Description of the task
Write out all the entries word for word and omit any pictures.

Supplied records
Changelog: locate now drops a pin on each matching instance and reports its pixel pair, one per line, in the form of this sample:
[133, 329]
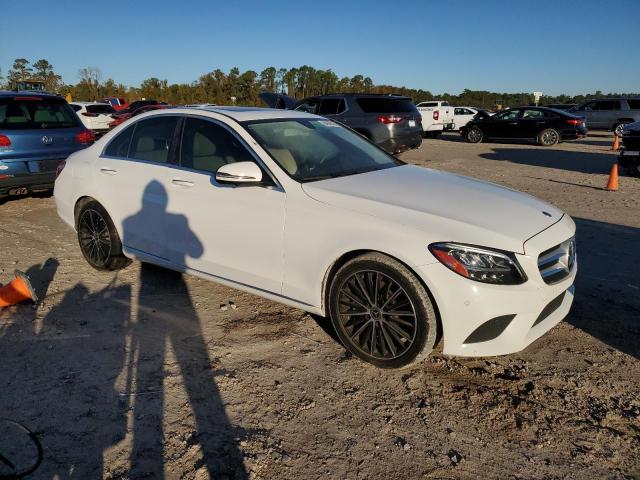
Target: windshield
[317, 149]
[34, 113]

Result of this task
Changelog: locate now drops a pin on each matching instance and reports its pixel pair, one per line, in the form of this sample:
[133, 329]
Target: windshield
[317, 149]
[34, 113]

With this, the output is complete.